_Your task_.
Will you write out all the entries below exactly?

_Task input_.
'''
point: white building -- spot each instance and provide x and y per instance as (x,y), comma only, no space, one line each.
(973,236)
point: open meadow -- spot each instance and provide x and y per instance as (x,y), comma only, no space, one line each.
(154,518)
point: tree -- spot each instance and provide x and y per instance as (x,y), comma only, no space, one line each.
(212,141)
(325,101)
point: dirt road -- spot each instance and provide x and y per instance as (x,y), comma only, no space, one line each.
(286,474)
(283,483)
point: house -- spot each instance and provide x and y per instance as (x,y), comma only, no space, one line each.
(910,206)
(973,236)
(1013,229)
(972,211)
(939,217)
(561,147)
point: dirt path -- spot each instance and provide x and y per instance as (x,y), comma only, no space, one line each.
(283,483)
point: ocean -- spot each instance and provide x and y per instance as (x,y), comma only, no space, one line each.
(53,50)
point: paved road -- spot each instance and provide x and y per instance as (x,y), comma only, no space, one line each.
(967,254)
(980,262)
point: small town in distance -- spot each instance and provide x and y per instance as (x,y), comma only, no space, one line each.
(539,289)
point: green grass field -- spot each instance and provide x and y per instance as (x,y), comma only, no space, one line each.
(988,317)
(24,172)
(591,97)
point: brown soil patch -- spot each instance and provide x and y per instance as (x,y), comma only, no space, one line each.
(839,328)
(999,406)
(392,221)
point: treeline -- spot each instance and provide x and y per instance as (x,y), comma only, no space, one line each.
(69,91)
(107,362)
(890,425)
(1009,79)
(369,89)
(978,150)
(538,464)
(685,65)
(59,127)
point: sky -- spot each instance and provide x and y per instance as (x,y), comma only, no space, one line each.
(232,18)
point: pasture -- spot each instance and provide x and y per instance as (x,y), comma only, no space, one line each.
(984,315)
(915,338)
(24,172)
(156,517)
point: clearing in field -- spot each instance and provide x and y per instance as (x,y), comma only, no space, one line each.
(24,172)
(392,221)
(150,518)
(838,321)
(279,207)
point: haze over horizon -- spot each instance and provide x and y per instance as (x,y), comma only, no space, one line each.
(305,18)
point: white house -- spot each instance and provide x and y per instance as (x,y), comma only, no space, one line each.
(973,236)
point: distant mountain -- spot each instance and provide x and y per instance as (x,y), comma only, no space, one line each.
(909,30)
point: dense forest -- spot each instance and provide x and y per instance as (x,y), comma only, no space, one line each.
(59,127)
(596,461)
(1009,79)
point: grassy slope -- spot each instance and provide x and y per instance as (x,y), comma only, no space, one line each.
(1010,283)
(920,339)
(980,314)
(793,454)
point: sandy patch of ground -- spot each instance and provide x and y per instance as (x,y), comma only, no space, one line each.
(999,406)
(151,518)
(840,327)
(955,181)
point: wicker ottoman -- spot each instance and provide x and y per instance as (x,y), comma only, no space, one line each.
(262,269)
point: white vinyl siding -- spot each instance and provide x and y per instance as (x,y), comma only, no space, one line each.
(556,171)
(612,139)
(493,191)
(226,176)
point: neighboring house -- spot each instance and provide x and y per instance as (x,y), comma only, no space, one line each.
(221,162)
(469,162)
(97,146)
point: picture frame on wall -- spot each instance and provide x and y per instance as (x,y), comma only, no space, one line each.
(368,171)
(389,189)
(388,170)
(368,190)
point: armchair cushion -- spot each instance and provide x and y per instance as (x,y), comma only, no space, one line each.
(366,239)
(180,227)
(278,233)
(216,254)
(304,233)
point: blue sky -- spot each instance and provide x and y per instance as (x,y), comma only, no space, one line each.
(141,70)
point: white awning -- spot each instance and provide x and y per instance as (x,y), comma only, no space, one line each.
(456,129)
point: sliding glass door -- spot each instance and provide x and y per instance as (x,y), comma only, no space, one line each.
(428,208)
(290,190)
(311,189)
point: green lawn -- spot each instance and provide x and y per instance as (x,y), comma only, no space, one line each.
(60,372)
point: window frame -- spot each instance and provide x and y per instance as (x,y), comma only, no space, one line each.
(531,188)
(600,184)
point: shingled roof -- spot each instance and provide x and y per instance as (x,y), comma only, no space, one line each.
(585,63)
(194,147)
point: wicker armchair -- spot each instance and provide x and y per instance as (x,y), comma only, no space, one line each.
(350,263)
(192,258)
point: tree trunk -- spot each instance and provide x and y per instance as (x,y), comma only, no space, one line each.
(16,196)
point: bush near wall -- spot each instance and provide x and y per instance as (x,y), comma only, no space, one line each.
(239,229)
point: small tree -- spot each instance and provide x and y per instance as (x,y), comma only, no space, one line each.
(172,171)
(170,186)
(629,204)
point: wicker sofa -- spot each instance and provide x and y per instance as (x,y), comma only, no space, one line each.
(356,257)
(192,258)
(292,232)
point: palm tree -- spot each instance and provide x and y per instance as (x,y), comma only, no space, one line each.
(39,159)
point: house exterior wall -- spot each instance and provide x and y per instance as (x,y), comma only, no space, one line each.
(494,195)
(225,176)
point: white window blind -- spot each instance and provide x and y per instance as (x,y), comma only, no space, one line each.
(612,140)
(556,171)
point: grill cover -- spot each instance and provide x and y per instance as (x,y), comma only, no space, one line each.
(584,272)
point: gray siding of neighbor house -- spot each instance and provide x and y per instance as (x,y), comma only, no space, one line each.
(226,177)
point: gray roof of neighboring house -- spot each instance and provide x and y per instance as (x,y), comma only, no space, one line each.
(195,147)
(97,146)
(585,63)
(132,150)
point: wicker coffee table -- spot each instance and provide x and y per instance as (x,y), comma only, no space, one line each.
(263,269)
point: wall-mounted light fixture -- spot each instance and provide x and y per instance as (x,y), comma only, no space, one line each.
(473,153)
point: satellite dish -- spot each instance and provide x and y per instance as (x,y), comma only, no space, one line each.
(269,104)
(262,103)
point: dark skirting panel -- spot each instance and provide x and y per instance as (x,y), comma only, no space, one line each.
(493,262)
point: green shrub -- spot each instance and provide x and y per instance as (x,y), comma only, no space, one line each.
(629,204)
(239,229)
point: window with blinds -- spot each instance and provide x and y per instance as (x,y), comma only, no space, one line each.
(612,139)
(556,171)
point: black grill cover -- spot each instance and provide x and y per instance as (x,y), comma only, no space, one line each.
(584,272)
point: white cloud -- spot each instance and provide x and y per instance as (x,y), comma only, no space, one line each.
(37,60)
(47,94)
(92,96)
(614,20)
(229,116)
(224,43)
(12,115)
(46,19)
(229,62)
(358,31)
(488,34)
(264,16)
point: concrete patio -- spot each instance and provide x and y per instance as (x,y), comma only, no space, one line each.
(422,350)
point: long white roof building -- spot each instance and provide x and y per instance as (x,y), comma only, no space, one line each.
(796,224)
'''
_Solved exercise_.
point: white building -- spot each instance and provide x and y per instance as (x,y), comma only, no space, one line each.
(973,236)
point: open meadow -- spot each instance and provide x and y per instance as (x,y), comma only, no space, one line each.
(154,518)
point: tree -- spot each instance and provide x and y per instance as (x,y), comma only, no space, one line each.
(212,141)
(325,101)
point: dirt road -- spot each instance and provide x and y per instance as (x,y), comma only, no space, one line each.
(286,474)
(283,483)
point: house -- spot each instance and provide x and y per instance as (x,y), comma only, no space, one line each.
(910,206)
(973,236)
(1013,229)
(972,211)
(939,217)
(561,147)
point: dirt path -- spot each instance and provide x and y per instance as (x,y), comma only, no space, one line each.
(283,483)
point: ocean -- spot each instance and provide x and y per instance as (x,y), comma only, no space, one line each.
(53,50)
point: paved road -- spot each instance and provide x and y per instance as (x,y), comma only, no space, one line each.
(967,254)
(980,262)
point: small town in distance -- spot each instance and provide x and y per instance as (x,y), comma only, no space, one line each.
(539,289)
point: green grass field -- spot each instance and provide x and y per instance as (x,y), comma only, no space, one line each.
(988,317)
(24,172)
(591,97)
point: brown soil patch -- spot each instance and provide x and y per instance as (x,y), comma only, no space, one line each.
(839,328)
(999,406)
(392,221)
point: treeline -- spot each instance and provide x and y per instance as (x,y), comma only, no space, one line each.
(69,91)
(107,362)
(890,425)
(1009,79)
(369,89)
(978,150)
(538,464)
(685,65)
(59,127)
point: sky -- spot each instance and provide x and y per instance as (x,y), comma only, no space, one line each.
(232,18)
point: pasture -- spot each instance and provide x and y per instance as (x,y), comma only, no space, one line each.
(984,315)
(915,338)
(24,172)
(156,517)
point: clearing in field -- spot each instance and provide x and y per instance as (x,y), comma only, no space, one line each.
(24,172)
(392,221)
(150,518)
(838,321)
(279,207)
point: haze over horizon -- spot each instance and provide x and y per instance as (x,y), comma only, no space, one line each.
(305,18)
point: white house -- spot each instance and provide x and y per instance as (x,y), comma only, no space, one line each.
(973,236)
point: distant mountain -- spot each instance and provide x and y per instance as (x,y), comma only, no space, one line each.
(909,30)
point: dense forest -- spot each instance and provide x and y per instance as (x,y), comma only, no space, one line each.
(59,127)
(596,461)
(1009,79)
point: grassy slope -- spot each instance and provide x and y per instance as (x,y), comma only, no space, one line each.
(1010,283)
(920,339)
(980,314)
(793,454)
point: sandy patch of ground -- spot each instance and provide x and y per instance as (x,y), comma only, no space, one line each.
(999,406)
(151,518)
(840,327)
(955,181)
point: wicker ottoman -- spot each instance and provide x and y per instance as (x,y), comma only, no space, one line each.
(262,269)
point: white vinyl siding -- spot each instance and provide x and y per instance as (x,y), comma only, no space, one line each.
(556,171)
(612,139)
(493,191)
(226,176)
point: neighboring house -- spot each instance and provide x and y per instance as (x,y), comma only, no space, one line each.
(221,162)
(469,162)
(97,146)
point: picture frame on wall -- spot each instance and provide x and y per instance as (x,y), comma only, no space, one line each.
(368,171)
(389,189)
(388,170)
(368,190)
point: armchair cushion -- spot each instance and provide x and y per instance as (x,y), comma only, no space, one line each.
(366,239)
(180,227)
(278,233)
(216,254)
(304,233)
point: blue sky -- spot each instance and provide x and y per instance as (x,y), comma only, no space, one line each.
(141,70)
point: white awning -- spot each instance and provide x and y per instance as (x,y), comma only, no space, one line each.
(456,129)
point: sliding glass door -- spot each instance and provide x and y per instance as (x,y), comma only, no space, one line each.
(428,208)
(290,190)
(311,189)
point: green lawn -- spot each instance and provide x and y per instance as (x,y), comma only, no space, one line each.
(60,372)
point: window frame -- spot each instance and provide x and y per instance as (x,y), comma only, no space, one line each.
(531,188)
(600,184)
point: shingled roof -- spot each instance and provide x and y per instance as (x,y), comma only, no space, one line each.
(585,63)
(194,147)
point: wicker armchair -- spot each instance and provide x and y per instance as (x,y), comma only, no space, one line each.
(350,263)
(192,258)
point: tree trunk -- spot each instance and provide x and y per instance as (x,y), comma only, no space, one line each.
(16,196)
point: bush near wall -- spot each instance and provide x and y per instance as (x,y), comma only, no space, one line each.
(239,229)
point: small tree -- spot each instance and provide x and y per instance as (x,y), comma only, no space, one line each.
(172,171)
(170,186)
(629,204)
point: wicker sofa -- spot each instance and provide x and y per instance as (x,y), comma only, no space, one line each.
(356,257)
(192,258)
(292,232)
point: palm tree -- spot each instance and provide x and y per instance as (x,y), comma only, no space, one line each.
(39,159)
point: house exterior wall -- spot each instance and provide x and y per instance as (x,y), comma only, no space, one line each.
(494,195)
(225,176)
point: white window blind -- spot each instance and provide x and y per instance as (x,y), comma only, no space, one line each.
(612,140)
(556,171)
point: grill cover -- spot each instance and provide x and y per instance as (x,y), comma only, no space, one line each.
(584,272)
point: gray siding of neighbor house -- spot each instance and provide x and y per instance as (x,y), comma only, no space, one line each.
(226,177)
point: gray roof of neighboring house -- spot each instance and provide x and y per instance as (x,y), comma only, no space, one line each.
(195,147)
(97,146)
(585,63)
(132,150)
point: wicker coffee table -- spot each instance and provide x and y per instance as (x,y), comma only, no space, one line each.
(263,269)
point: wall-mounted light fixture -- spot each instance and provide x and y per instance as (x,y), comma only, no space, one line each.
(473,153)
point: satellite dish -- spot each instance and provide x and y per instance as (x,y), comma only, no space, one line each.
(269,104)
(262,103)
point: dark skirting panel -- spot each instance and provide x and y per instance as (x,y), comma only, no space, one line each.
(493,262)
point: green shrub -- spot each instance and provide x and y per instance as (x,y), comma only, no space, one line each.
(629,204)
(239,229)
point: window with blinds -- spot each instance and provide x and y per instance as (x,y), comma only, no space, one line each.
(612,139)
(556,171)
point: black grill cover -- spot each instance and provide x and y per instance as (x,y), comma only, no space, one line each.
(584,272)
point: white cloud -- spot each instance and provide x and y per instance as (x,y), comma only, no space, one line each.
(37,60)
(47,94)
(92,96)
(614,20)
(229,116)
(224,43)
(12,115)
(46,19)
(229,62)
(358,31)
(488,34)
(264,16)
point: concrete patio -- spot each instance and provide x and y per instance as (x,y), comma only, no space, one line each.
(422,350)
point: long white roof building -- spot each instance and provide x and y per instance as (x,y), comma only, no space, one line each.
(796,224)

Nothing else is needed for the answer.